[Problem requirements]:
Repeat, exactly and alone, every line from the line that contains "Could you point out the ice slab" to the end of the entries.

Location identification entries
_ _ _
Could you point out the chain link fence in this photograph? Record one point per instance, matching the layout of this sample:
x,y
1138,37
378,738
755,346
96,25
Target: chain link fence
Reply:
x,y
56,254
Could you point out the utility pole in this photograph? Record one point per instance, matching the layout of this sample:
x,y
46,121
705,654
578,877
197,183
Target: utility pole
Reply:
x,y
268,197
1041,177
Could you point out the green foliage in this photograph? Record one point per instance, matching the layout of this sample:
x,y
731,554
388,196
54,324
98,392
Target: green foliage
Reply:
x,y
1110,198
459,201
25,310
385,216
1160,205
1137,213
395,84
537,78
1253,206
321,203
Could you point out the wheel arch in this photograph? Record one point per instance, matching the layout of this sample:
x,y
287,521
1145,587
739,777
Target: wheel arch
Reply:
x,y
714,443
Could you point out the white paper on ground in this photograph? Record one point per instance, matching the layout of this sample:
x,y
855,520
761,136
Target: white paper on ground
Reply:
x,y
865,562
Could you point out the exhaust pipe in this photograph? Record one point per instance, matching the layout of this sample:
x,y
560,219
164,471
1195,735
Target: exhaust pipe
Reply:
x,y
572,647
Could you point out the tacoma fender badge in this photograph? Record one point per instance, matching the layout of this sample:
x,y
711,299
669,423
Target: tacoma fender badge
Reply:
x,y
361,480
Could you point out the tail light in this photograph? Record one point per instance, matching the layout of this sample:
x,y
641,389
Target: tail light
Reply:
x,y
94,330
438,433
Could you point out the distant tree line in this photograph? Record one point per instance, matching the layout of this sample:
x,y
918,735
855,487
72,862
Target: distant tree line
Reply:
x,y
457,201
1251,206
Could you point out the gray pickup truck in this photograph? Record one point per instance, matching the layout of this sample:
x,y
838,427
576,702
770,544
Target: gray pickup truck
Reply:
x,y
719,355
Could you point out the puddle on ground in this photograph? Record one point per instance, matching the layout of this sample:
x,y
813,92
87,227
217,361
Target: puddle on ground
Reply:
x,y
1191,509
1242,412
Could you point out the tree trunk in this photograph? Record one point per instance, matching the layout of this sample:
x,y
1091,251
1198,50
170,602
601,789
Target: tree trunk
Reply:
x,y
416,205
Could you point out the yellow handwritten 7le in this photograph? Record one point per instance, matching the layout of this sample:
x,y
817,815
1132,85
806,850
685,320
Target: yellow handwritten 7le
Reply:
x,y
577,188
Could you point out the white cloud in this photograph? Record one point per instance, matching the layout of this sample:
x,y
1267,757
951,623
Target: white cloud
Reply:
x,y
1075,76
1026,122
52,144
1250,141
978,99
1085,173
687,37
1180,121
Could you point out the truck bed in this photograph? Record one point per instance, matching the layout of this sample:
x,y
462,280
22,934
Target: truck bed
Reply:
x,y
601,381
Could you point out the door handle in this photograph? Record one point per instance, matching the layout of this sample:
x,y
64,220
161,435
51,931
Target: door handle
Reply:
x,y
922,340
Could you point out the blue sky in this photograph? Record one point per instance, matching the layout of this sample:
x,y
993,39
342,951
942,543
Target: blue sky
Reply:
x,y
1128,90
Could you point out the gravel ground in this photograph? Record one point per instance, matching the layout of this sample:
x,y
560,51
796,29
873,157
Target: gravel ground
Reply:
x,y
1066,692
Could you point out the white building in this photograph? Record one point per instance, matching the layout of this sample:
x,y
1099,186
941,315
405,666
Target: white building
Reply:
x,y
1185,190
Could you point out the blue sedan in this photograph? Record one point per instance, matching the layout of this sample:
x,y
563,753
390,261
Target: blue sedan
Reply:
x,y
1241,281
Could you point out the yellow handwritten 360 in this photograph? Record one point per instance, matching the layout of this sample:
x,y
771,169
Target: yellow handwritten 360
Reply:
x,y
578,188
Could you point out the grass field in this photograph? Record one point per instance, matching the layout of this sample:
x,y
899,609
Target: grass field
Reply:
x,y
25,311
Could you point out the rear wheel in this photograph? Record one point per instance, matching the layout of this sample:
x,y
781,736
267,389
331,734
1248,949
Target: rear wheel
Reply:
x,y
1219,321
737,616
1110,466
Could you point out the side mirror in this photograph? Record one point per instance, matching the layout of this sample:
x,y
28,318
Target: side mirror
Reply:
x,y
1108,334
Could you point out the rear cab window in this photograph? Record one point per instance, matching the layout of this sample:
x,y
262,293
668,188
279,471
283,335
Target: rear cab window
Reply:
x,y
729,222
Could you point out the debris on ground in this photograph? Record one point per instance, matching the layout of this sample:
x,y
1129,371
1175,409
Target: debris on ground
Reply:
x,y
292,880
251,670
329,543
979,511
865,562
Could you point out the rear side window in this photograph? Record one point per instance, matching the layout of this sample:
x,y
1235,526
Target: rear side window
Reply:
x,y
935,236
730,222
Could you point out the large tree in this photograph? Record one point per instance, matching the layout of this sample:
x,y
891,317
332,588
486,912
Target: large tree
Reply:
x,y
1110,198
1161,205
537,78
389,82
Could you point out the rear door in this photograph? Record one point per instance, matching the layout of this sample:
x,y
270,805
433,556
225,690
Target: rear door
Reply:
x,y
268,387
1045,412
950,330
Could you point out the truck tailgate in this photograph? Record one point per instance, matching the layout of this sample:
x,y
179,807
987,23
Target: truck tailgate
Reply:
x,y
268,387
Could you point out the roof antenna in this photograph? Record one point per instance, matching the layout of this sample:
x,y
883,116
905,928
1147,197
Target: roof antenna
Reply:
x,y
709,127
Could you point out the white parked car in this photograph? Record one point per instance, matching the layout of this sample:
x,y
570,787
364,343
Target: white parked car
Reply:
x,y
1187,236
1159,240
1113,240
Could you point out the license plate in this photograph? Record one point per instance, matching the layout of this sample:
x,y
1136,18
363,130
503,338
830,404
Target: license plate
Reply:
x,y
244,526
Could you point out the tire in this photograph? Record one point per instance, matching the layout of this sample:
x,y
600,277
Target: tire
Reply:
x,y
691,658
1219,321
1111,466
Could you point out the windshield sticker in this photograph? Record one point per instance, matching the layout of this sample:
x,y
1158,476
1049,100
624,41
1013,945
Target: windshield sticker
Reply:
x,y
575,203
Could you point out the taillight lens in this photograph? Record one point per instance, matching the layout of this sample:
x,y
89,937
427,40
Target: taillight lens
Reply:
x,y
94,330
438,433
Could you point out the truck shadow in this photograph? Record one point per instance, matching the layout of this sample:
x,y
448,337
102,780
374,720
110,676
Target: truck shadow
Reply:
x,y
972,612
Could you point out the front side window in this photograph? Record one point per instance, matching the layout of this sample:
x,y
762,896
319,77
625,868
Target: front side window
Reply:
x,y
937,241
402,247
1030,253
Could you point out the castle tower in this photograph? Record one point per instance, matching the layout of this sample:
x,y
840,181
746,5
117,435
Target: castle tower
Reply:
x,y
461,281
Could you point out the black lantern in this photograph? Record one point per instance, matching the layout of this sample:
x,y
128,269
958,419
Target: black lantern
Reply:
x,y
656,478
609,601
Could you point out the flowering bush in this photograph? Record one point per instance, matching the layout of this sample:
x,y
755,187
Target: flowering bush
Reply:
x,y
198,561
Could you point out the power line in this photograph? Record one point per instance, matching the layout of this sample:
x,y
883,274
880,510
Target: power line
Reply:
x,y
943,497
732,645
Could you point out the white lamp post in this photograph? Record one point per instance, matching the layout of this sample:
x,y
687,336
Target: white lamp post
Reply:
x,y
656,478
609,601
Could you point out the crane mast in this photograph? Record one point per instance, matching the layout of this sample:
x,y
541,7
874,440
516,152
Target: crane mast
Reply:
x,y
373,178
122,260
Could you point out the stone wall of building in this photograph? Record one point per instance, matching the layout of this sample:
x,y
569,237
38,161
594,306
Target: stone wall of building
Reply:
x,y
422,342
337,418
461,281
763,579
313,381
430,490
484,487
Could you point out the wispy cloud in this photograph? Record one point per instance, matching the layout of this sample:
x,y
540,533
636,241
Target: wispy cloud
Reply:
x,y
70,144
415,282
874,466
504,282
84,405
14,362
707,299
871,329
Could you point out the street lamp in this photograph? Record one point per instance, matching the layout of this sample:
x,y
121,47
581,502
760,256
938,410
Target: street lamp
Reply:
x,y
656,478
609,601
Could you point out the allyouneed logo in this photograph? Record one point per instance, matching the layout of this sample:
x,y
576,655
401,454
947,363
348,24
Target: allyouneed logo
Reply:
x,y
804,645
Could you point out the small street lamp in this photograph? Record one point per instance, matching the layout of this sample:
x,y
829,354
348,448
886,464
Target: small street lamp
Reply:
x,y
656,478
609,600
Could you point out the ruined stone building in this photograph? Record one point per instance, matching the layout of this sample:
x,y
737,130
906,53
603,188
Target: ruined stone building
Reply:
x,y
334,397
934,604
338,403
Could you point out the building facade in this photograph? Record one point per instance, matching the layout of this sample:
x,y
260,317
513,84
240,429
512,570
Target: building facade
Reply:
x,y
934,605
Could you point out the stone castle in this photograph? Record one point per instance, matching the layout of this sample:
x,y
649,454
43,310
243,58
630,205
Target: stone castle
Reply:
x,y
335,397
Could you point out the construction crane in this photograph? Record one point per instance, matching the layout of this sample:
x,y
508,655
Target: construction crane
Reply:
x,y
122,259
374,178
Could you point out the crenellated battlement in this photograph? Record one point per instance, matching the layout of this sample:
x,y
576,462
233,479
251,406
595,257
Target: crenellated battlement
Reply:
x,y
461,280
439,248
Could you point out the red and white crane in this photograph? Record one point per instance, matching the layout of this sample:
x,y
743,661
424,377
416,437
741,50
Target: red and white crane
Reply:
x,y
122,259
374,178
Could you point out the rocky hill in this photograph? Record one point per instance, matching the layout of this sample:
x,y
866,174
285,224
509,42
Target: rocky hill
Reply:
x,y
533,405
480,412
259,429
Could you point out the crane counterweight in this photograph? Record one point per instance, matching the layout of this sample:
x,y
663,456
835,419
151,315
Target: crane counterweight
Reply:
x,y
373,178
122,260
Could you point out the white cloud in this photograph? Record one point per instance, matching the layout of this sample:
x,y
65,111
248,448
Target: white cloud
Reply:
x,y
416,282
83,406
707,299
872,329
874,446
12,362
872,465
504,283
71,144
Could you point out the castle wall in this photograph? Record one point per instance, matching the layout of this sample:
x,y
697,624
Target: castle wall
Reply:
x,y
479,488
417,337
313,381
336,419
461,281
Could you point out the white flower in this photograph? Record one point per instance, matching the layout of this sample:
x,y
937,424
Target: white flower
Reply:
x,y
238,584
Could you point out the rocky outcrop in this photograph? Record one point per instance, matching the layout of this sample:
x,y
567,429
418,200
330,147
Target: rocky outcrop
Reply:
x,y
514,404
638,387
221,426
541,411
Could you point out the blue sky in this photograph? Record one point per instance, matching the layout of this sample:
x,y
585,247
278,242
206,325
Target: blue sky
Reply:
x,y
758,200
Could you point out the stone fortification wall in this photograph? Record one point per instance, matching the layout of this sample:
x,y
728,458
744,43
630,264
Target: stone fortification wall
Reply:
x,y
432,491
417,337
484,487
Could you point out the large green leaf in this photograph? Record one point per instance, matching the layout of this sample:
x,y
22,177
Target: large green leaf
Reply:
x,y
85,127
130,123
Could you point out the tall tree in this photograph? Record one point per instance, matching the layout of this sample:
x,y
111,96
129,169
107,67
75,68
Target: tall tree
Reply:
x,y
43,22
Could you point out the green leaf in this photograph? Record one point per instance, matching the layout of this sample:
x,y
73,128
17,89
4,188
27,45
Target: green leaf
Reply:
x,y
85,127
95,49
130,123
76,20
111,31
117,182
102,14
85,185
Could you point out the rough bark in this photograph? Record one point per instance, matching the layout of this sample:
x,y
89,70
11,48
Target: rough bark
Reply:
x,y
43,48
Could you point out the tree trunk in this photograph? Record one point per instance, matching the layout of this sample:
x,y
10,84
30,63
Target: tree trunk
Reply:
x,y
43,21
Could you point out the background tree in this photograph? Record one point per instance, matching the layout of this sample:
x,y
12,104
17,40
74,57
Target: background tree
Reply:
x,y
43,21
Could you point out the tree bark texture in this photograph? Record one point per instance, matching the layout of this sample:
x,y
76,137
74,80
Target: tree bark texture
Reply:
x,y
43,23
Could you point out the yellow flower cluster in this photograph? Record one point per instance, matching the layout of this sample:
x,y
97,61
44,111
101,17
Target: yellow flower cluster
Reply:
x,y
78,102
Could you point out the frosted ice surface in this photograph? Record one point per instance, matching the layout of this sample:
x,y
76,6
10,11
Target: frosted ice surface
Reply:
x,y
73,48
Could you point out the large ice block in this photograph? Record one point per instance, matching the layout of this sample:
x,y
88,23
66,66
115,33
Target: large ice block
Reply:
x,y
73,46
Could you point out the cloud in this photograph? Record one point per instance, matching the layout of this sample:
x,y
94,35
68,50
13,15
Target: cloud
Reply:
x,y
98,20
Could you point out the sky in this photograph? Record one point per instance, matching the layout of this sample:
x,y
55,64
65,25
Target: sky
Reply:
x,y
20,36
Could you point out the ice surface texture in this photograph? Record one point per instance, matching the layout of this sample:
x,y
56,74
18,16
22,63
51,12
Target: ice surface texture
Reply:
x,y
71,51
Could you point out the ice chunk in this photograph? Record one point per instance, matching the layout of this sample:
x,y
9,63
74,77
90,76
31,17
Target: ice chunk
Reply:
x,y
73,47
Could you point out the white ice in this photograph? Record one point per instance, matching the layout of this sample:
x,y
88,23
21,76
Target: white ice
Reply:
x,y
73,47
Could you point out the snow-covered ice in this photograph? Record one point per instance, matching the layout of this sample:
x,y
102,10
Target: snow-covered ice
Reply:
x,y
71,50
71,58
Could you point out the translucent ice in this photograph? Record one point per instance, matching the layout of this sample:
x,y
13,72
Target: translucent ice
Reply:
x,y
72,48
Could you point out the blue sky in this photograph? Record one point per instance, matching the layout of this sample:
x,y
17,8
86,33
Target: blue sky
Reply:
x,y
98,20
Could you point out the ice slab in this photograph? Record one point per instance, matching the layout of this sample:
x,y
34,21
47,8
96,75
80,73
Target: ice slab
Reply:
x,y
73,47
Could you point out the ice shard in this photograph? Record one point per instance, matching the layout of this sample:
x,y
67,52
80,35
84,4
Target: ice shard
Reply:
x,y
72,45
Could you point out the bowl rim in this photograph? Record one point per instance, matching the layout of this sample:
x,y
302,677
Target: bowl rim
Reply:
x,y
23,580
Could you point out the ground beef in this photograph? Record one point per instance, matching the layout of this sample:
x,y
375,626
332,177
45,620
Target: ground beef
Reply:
_ _ _
[Task response]:
Could you point out the ice slab in this photograph? Record one point per instance, matching the layout of this sample:
x,y
34,21
47,8
96,75
80,73
Target: ice slab
Reply:
x,y
73,47
Could you point out the ice shard in this photograph? Record one point per instance, matching the layout of this sample:
x,y
67,52
80,35
84,4
Target: ice shard
Reply:
x,y
72,45
Could you point out the bowl rim in this photograph? Record one point per instance, matching the layout of this sample:
x,y
302,677
Target: bowl rim
Reply:
x,y
23,580
Could you point out the ground beef in this photograph? Record one point per instance, matching the layout of this sample:
x,y
375,626
332,177
45,620
Target: ground beef
Reply:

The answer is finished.